### [Exercise instructions]
1 – Reproduce the passage of the article on clinics starting at "In-Store Clinics: Target, CVS" and ending at "for medical treatment.".
2 – In the article on clinics, what procedure was Joan Rivers undergoing when she stopped breathing?

### [Excerpt provided]
Clinics aren’t hospitals, but they aren’t doctor’s offices either. And not all clinics are the same. In this week’s news, there are stories about how Melissa Rivers plans on filing a lawsuit against the New York City clinic where her mother, Joan Rivers, went for treatment and never regained consciousness.
In Joan Rivers’ situation, the clinic, Yorkville Endoscopy, offered some level of surgical procedure as part of its services to patients. The clinic therefore had to have facilities for anesthesia to be provided as well as for surgeries to take place and for patients to recover from a minor surgery. According to the NYC Medical Examiner, Joan Rivers stopped breathing during an endoscopy performed at the clinic and later died from brain damage resulting for a lack of oxygen to the brain during the clinic procedure.
In-Store Clinics: Target, CVS
This NYC Clinic is a specialized clinic. However, not all clinics are specialized, there are general-services clinics, too. Consider the huge number of “in-store clinics” or “retail clinics” that are popping up around Indiana and Illinois. Today, you can go shop at your local Target or CVS and while you’re buying school clothes or birthday cards, you can also stop into the designed clinic area for medical treatment.

### [Referring expression data]
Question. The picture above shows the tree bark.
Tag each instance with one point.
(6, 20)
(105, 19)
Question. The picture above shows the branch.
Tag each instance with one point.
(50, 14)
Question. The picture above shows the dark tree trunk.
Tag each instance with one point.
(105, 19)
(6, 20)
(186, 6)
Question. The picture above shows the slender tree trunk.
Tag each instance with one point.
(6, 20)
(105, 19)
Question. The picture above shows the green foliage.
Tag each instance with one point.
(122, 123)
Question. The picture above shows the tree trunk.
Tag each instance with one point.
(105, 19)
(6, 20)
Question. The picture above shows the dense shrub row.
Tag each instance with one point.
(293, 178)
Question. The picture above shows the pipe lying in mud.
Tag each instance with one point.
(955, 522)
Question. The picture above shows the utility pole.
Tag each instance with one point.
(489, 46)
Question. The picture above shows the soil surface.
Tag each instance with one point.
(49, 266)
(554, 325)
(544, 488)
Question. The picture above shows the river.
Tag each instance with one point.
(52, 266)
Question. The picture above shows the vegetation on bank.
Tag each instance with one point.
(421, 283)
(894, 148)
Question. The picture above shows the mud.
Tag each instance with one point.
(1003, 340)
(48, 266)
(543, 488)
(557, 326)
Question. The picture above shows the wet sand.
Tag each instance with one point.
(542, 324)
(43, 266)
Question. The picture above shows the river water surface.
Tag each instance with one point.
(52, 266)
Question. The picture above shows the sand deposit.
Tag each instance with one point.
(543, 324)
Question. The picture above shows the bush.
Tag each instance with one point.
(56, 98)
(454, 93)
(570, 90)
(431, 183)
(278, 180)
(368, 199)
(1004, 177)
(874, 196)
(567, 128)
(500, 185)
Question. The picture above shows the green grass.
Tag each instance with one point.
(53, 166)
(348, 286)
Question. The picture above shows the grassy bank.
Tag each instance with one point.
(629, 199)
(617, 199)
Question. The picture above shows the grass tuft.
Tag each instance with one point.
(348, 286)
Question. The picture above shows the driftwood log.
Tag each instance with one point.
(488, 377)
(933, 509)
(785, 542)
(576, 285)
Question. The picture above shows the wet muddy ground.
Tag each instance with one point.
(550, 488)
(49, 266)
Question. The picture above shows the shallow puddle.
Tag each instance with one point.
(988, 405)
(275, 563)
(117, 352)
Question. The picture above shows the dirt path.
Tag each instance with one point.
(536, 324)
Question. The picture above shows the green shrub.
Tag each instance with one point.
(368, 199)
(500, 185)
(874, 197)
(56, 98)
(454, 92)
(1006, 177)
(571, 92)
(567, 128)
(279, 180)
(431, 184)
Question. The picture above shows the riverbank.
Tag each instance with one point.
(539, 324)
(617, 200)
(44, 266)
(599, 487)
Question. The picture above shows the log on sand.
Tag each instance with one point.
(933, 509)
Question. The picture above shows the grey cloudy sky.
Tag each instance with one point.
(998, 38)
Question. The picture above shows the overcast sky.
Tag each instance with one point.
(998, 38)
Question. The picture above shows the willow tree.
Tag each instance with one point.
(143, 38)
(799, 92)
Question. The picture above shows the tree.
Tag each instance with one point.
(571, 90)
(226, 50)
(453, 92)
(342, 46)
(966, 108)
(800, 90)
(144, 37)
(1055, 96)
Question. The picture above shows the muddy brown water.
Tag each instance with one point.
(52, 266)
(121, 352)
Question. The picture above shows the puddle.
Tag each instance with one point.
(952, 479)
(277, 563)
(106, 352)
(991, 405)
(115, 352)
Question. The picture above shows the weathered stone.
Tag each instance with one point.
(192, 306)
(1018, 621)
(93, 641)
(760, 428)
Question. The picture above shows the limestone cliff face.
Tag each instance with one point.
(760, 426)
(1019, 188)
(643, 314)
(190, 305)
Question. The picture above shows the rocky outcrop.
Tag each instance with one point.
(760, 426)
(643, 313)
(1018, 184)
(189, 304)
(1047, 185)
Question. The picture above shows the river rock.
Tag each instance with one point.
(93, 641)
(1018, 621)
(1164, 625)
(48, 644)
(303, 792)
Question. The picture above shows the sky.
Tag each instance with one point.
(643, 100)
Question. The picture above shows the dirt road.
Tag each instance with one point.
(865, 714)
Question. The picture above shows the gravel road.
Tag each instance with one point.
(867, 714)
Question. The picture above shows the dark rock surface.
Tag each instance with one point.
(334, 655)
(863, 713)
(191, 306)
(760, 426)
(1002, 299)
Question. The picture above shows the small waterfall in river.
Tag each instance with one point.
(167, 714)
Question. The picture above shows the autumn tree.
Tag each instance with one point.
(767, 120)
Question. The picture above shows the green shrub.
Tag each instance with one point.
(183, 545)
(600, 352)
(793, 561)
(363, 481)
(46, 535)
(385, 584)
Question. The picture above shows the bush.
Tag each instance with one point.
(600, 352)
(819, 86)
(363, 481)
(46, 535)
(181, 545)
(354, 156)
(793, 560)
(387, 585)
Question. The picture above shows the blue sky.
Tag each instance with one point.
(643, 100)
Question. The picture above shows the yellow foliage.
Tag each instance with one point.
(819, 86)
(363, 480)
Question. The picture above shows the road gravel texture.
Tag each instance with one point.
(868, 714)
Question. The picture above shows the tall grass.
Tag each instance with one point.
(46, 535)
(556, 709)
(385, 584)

### [Task-by-task answers]
1 –
In-Store Clinics: Target, CVS
This NYC Clinic is a specialized clinic. However, not all clinics are specialized, there are general-services clinics, too. Consider the huge number of “in-store clinics” or “retail clinics” that are popping up around Indiana and Illinois. Today, you can go shop at your local Target or CVS and while you’re buying school clothes or birthday cards, you can also stop into the designed clinic area for medical treatment.

2 – An endoscopy.